> [WHAT THIS TASK INVOLVES]: Restate, word for word, all of the material shown below.

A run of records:
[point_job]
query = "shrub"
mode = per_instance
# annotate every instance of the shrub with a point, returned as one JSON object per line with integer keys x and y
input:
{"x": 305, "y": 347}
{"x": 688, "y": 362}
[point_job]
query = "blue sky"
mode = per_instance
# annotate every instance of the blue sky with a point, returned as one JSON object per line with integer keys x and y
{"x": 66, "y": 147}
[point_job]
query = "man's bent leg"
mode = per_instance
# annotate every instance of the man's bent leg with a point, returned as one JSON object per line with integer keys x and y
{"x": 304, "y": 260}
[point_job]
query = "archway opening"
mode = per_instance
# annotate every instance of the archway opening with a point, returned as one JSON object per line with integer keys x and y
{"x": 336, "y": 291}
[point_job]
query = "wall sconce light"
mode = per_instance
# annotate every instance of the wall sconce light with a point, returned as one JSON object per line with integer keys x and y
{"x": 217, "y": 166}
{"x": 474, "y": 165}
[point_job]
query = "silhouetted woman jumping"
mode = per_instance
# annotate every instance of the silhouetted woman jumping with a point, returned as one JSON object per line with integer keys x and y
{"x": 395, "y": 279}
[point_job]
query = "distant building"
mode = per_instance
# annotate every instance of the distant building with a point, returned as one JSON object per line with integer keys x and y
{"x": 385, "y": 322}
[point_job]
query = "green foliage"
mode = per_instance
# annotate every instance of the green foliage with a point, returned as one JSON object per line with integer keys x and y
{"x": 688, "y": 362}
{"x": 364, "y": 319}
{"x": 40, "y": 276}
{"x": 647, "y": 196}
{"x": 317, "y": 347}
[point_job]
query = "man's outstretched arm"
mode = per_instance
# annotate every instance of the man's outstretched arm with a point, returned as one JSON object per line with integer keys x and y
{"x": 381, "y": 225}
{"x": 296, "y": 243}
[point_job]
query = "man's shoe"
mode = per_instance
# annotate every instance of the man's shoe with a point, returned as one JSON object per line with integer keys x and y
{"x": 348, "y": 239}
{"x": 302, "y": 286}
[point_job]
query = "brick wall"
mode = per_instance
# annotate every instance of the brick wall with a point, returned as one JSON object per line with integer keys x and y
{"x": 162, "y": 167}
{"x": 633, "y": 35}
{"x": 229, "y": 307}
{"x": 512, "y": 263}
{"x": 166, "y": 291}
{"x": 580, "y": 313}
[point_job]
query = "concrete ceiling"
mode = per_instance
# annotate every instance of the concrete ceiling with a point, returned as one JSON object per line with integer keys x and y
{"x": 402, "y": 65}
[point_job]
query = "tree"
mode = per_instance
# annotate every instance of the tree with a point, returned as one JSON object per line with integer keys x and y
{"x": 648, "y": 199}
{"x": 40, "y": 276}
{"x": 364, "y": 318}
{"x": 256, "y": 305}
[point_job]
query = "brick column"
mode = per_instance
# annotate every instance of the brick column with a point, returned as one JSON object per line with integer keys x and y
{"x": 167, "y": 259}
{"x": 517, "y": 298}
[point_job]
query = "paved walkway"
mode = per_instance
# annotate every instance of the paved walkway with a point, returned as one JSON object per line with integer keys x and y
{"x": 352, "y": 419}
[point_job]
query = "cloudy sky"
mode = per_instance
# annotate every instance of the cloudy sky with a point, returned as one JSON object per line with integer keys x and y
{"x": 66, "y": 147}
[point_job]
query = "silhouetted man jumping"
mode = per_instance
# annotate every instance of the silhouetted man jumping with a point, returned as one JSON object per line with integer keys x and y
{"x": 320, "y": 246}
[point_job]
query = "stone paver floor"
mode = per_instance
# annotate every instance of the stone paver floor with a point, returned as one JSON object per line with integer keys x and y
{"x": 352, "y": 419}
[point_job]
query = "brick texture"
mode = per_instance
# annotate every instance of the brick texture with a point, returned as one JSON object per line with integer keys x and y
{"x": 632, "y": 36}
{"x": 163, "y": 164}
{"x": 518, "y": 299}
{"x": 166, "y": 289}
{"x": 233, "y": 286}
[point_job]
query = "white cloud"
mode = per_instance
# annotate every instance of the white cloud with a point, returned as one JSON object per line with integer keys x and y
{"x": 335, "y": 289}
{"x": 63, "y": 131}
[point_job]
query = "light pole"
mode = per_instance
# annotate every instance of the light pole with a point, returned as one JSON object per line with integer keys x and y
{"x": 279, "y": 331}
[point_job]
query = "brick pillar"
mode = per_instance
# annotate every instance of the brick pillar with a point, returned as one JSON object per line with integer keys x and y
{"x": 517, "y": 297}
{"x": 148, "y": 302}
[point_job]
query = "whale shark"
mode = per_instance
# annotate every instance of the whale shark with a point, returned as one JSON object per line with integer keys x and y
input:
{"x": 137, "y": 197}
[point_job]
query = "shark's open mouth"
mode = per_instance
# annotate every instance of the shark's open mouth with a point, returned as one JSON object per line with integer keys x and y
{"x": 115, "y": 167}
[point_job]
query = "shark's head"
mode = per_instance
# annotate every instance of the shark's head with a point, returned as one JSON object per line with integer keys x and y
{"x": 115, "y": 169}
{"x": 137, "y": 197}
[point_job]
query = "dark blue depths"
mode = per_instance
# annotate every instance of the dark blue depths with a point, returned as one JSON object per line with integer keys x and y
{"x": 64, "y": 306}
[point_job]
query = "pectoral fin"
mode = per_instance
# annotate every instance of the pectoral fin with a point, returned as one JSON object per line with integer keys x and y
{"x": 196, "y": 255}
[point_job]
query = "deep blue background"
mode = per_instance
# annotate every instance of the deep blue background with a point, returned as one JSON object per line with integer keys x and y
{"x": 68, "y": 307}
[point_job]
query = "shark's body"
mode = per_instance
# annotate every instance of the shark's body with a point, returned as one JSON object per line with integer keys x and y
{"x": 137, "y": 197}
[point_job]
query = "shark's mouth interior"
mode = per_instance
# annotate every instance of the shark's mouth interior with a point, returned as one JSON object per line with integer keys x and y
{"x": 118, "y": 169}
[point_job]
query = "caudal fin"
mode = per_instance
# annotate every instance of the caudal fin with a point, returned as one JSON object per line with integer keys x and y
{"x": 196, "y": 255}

> [COMPLETE OUTPUT]:
[point_job]
query = "shrub"
mode = per_instance
# annotate every instance of the shrub with a point, returned as one JSON object per line with integer keys x and y
input:
{"x": 305, "y": 347}
{"x": 688, "y": 362}
[point_job]
query = "blue sky"
mode = per_instance
# annotate every instance of the blue sky with a point, returned as one JSON object per line with integer keys x and y
{"x": 66, "y": 147}
[point_job]
query = "man's bent leg"
mode = per_instance
# annotate every instance of the man's bent leg with a point, returned as one JSON object per line with integer keys x and y
{"x": 304, "y": 260}
[point_job]
query = "archway opening"
mode = per_instance
# annotate every instance of the archway opening with a point, returned as one JSON object per line with integer keys x and y
{"x": 336, "y": 291}
[point_job]
query = "wall sconce light"
mode = per_instance
# annotate every instance of the wall sconce light with a point, returned as one JSON object per line with integer keys x and y
{"x": 217, "y": 166}
{"x": 474, "y": 165}
[point_job]
query = "silhouetted woman jumping"
mode = per_instance
# annotate every instance of the silhouetted woman jumping with a point, returned as one JSON object per line with integer keys x and y
{"x": 395, "y": 279}
[point_job]
query = "distant building"
mode = per_instance
# annotate every instance of the distant building with a point, returned as one JSON object per line with integer keys x and y
{"x": 385, "y": 322}
[point_job]
query = "green foliage"
mode = per_instance
# annotate every instance of the green foliage with a point, returned as one JSON object per line with integer keys x and y
{"x": 688, "y": 362}
{"x": 364, "y": 319}
{"x": 40, "y": 276}
{"x": 647, "y": 196}
{"x": 317, "y": 347}
[point_job]
query = "man's outstretched arm"
mode = per_instance
# annotate every instance of the man's outstretched arm with a point, returned as one JSON object per line with integer keys x and y
{"x": 381, "y": 225}
{"x": 296, "y": 243}
[point_job]
query = "man's shoe"
mode = per_instance
# annotate every instance of the man's shoe with a point, returned as one JSON object per line with integer keys x and y
{"x": 348, "y": 239}
{"x": 302, "y": 286}
[point_job]
query = "brick wall"
mode = per_instance
# annotate every instance of the brick wall with a point, returned as one JSON object per line with integer keys x and y
{"x": 162, "y": 167}
{"x": 633, "y": 35}
{"x": 229, "y": 307}
{"x": 512, "y": 263}
{"x": 166, "y": 291}
{"x": 580, "y": 313}
[point_job]
query = "concrete ceiling"
mode = per_instance
# annotate every instance of the concrete ceiling with a point, returned as one JSON object per line with integer keys x and y
{"x": 402, "y": 65}
[point_job]
query = "tree"
mode = per_instance
# annotate every instance of the tree with a point, returned as one JSON object per line with integer keys x and y
{"x": 648, "y": 199}
{"x": 40, "y": 276}
{"x": 364, "y": 318}
{"x": 256, "y": 305}
[point_job]
query = "brick column"
mode = per_instance
# annotate every instance of the brick column with a point, returned as one JSON object per line with integer keys x and y
{"x": 167, "y": 259}
{"x": 517, "y": 298}
[point_job]
query = "paved walkway"
mode = per_instance
# annotate every instance of the paved walkway with a point, returned as one JSON object per line with integer keys x and y
{"x": 352, "y": 419}
[point_job]
query = "cloudy sky"
mode = per_instance
# annotate every instance of the cloudy sky with a point, returned as one JSON object per line with integer keys x and y
{"x": 66, "y": 147}
[point_job]
query = "silhouetted man jumping"
mode = per_instance
# annotate every instance of the silhouetted man jumping with a point, returned as one JSON object per line with integer keys x and y
{"x": 320, "y": 246}
[point_job]
query = "stone paver floor"
mode = per_instance
# annotate every instance of the stone paver floor with a point, returned as one JSON object per line with integer keys x and y
{"x": 352, "y": 419}
[point_job]
query = "brick texture"
mode = per_instance
# annotate every instance of the brick texture with a point, returned as one JSON object per line with integer keys x and y
{"x": 632, "y": 36}
{"x": 163, "y": 164}
{"x": 518, "y": 299}
{"x": 166, "y": 289}
{"x": 233, "y": 286}
[point_job]
query = "white cloud"
mode = per_instance
# annotate every instance of the white cloud with a point, returned as one JSON object per line with integer keys x and y
{"x": 335, "y": 289}
{"x": 63, "y": 131}
[point_job]
query = "light pole"
mode = per_instance
# annotate every instance of the light pole with a point, returned as one JSON object per line with integer keys x and y
{"x": 279, "y": 331}
[point_job]
query = "brick pillar"
mode = per_instance
# annotate every instance of the brick pillar with a point, returned as one JSON object per line with integer keys x and y
{"x": 517, "y": 297}
{"x": 148, "y": 302}
[point_job]
query = "whale shark"
mode = per_instance
# annotate every instance of the whale shark with a point, returned as one JSON object per line with integer keys x and y
input:
{"x": 137, "y": 197}
[point_job]
query = "shark's open mouth"
mode = per_instance
# annotate every instance of the shark's open mouth with a point, returned as one JSON object per line with integer keys x and y
{"x": 115, "y": 167}
[point_job]
query = "shark's head"
mode = per_instance
# annotate every instance of the shark's head with a point, returned as one JSON object per line with integer keys x and y
{"x": 115, "y": 169}
{"x": 137, "y": 197}
[point_job]
query = "dark blue depths"
mode = per_instance
# annotate every instance of the dark blue depths with a point, returned as one JSON object per line with integer keys x and y
{"x": 64, "y": 306}
[point_job]
query = "pectoral fin"
mode = per_instance
# annotate every instance of the pectoral fin with a point, returned as one JSON object per line with integer keys x and y
{"x": 196, "y": 255}
[point_job]
query = "deep blue background"
mode = per_instance
# annotate every instance of the deep blue background with a point, returned as one JSON object per line with integer keys x and y
{"x": 68, "y": 307}
[point_job]
query = "shark's body"
mode = per_instance
# annotate every instance of the shark's body with a point, returned as one JSON object per line with integer keys x and y
{"x": 137, "y": 197}
[point_job]
query = "shark's mouth interior"
mode = per_instance
# annotate every instance of the shark's mouth interior with a point, returned as one JSON object per line with integer keys x and y
{"x": 118, "y": 169}
[point_job]
query = "caudal fin"
mode = per_instance
# annotate every instance of the caudal fin with a point, returned as one JSON object per line with integer keys x and y
{"x": 196, "y": 255}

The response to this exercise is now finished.